The Call

It wasn’t a call at all, actually. It was an email. But you know what I mean: the moment you get an offer from a publisher. The moment you start dreaming of long before you finish writing a book and which haunts you for years, until you begin to doubt that it ever will come true.

Mine came a couple of weeks ago.

Let’s rewind. I started writing fiction during National Novel Writing Month in 2011. My first effort, Together is Enough, is a primal scream about graduate school and the politics of higher ed wrapped in a romance novel. It’s basically a hot mess.

Despite the fact that Together is Enough is cliched, badly plotted, and not infrequently hilarious when it shouldn’t be, I enjoyed the writing. A lot. After a lifetime of reading fiction — obsessively, compulsively, voraciously — I was creating it.

It was hard, yo. And I had a lot to learn. Oh did I have a lot to learn!

I had to learn how to sustain tension. I had to learn how to create conflict. I had to learn how much backstory was really necessary (hint: not very much). I had to learn how to write believable dialogue that communicated information about character. I had to learn how to writing change honestly and convincingly. And I am still learning.

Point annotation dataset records
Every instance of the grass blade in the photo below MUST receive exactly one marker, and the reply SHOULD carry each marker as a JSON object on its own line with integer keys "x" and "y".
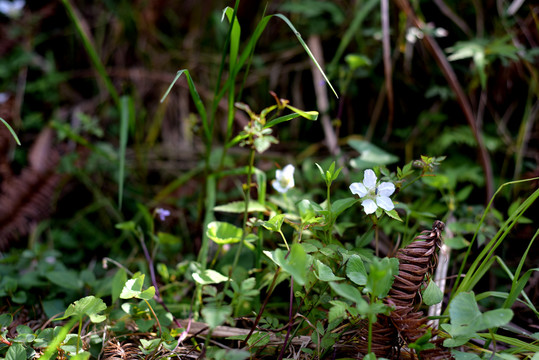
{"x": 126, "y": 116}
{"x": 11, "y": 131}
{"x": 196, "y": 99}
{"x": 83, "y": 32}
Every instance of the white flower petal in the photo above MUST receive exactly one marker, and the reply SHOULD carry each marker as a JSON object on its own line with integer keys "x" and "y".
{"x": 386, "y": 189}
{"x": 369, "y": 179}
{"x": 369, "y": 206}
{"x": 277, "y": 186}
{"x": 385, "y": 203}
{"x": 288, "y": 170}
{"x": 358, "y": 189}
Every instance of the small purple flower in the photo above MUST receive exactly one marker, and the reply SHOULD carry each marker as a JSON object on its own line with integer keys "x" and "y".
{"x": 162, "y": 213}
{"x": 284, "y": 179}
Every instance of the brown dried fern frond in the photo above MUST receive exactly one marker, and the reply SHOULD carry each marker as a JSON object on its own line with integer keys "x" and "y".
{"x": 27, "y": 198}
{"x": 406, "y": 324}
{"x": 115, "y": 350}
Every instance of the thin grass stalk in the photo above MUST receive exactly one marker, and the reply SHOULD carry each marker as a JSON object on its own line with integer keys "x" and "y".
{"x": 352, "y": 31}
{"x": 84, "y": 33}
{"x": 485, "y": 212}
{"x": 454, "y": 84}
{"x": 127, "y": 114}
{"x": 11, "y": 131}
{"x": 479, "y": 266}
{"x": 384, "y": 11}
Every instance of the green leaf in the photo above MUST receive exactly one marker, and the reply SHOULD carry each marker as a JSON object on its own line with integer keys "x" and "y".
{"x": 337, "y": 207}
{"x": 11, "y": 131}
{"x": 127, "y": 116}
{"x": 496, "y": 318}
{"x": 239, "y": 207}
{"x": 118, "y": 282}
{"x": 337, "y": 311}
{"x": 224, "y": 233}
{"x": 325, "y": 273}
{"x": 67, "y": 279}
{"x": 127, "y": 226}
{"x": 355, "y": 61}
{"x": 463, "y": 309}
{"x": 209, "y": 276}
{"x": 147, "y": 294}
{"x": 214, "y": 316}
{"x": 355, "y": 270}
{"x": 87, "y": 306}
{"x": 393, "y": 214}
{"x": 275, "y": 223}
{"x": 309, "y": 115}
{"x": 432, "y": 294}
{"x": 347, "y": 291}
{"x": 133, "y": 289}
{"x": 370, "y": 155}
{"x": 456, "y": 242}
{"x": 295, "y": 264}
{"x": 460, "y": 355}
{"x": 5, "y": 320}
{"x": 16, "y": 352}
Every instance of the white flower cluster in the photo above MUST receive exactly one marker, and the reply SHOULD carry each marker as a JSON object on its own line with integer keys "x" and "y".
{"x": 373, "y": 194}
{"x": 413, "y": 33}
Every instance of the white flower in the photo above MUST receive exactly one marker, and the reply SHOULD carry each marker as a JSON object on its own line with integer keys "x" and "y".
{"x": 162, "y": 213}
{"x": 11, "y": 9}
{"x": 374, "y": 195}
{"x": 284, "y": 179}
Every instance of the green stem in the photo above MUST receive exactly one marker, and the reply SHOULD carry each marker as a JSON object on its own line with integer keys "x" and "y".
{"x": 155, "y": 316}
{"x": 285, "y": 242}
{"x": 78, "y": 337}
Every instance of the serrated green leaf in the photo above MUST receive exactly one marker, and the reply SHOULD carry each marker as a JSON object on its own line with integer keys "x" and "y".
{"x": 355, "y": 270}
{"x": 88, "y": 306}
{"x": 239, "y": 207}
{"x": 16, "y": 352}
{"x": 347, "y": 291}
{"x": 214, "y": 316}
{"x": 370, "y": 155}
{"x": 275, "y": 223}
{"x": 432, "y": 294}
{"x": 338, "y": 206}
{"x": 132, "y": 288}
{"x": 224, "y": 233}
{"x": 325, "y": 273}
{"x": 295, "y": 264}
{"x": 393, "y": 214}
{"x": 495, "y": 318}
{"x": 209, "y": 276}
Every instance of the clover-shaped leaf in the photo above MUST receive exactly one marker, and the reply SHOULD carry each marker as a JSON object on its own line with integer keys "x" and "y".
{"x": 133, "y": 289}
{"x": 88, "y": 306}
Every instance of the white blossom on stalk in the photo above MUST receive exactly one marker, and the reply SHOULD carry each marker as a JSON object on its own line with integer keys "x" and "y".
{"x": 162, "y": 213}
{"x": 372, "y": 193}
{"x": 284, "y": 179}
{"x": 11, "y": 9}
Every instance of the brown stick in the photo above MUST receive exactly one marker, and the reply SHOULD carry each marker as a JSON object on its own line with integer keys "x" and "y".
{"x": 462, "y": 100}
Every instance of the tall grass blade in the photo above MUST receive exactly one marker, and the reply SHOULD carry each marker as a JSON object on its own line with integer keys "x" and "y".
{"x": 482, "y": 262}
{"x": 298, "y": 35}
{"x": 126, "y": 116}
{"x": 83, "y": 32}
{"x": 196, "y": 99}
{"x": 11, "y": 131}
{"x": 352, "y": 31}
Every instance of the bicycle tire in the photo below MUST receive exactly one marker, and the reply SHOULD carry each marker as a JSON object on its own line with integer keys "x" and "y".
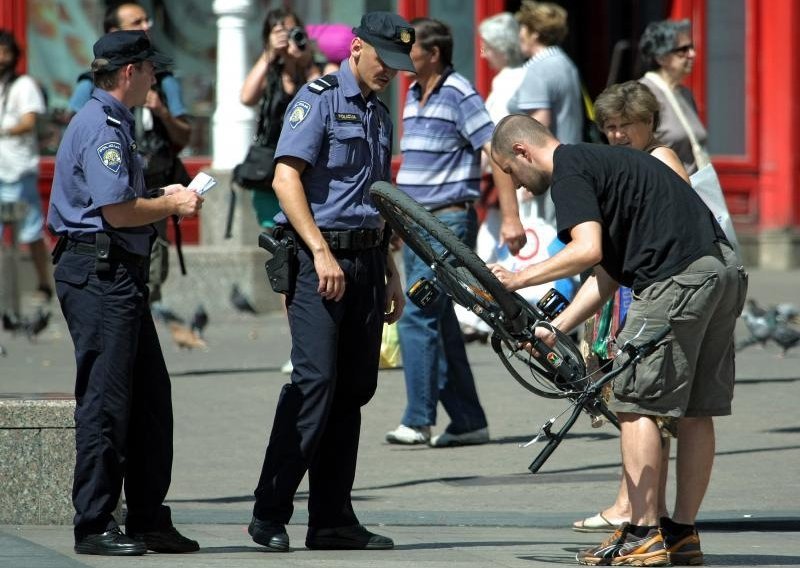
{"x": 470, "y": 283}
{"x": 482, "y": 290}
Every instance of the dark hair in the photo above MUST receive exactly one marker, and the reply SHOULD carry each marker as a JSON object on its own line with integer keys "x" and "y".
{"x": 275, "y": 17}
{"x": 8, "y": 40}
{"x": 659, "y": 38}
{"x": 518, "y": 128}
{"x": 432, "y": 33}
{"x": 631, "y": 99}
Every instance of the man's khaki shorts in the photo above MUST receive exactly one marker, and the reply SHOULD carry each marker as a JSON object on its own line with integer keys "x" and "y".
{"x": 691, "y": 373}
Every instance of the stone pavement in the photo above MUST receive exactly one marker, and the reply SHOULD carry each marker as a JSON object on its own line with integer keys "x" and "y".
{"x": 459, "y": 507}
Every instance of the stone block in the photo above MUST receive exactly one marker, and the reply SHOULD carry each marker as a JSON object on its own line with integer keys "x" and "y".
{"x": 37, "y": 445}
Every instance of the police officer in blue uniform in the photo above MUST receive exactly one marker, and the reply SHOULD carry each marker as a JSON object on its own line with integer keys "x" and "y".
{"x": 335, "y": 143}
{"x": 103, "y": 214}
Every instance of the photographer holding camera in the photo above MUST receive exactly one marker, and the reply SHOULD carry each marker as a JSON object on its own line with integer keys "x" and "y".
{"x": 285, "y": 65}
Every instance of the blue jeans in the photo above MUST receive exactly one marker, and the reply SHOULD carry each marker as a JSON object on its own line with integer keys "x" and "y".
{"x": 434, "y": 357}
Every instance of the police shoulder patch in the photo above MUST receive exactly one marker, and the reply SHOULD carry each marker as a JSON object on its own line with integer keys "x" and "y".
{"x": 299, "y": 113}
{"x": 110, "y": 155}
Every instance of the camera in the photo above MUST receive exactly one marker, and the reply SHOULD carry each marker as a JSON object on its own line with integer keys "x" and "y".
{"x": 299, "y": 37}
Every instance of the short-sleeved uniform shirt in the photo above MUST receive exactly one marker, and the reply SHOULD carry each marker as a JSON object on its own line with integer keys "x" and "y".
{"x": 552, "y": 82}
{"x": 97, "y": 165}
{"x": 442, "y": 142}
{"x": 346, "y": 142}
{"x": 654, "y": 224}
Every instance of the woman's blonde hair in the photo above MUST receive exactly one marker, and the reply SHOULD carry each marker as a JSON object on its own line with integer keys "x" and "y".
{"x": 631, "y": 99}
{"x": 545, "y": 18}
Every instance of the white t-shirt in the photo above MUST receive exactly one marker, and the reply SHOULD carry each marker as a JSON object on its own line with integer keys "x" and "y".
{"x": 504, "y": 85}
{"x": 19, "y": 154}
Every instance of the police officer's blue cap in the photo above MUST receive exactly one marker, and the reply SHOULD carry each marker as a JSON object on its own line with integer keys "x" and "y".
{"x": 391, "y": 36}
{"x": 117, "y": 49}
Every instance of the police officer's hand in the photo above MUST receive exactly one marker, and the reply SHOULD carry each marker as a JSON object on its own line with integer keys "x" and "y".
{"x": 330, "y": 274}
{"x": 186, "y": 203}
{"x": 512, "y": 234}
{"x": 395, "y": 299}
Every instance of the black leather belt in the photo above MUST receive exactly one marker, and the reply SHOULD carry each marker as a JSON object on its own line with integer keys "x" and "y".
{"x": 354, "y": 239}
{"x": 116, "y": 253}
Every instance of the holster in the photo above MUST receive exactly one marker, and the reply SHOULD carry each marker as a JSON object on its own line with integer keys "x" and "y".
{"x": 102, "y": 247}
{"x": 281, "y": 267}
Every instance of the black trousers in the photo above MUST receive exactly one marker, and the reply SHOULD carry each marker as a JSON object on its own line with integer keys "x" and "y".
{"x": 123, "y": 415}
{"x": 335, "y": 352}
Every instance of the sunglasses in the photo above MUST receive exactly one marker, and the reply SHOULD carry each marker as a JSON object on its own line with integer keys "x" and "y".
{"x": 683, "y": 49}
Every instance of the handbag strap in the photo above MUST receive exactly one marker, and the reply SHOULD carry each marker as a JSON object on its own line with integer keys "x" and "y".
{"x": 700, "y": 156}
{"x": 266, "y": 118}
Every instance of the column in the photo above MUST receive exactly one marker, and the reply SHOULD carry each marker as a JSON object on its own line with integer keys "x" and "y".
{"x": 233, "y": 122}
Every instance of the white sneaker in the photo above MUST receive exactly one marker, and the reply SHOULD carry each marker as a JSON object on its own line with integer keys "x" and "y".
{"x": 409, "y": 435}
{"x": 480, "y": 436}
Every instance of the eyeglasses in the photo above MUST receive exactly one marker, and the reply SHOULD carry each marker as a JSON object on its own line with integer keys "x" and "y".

SHORT TASK
In the text about the publisher's offer, list every fault the writer names for Together is Enough in the sentence that begins "Despite the fact". Work from the text alone, not the material.

CORRECT ANSWER
- cliched
- badly plotted
- not infrequently hilarious when it shouldn't be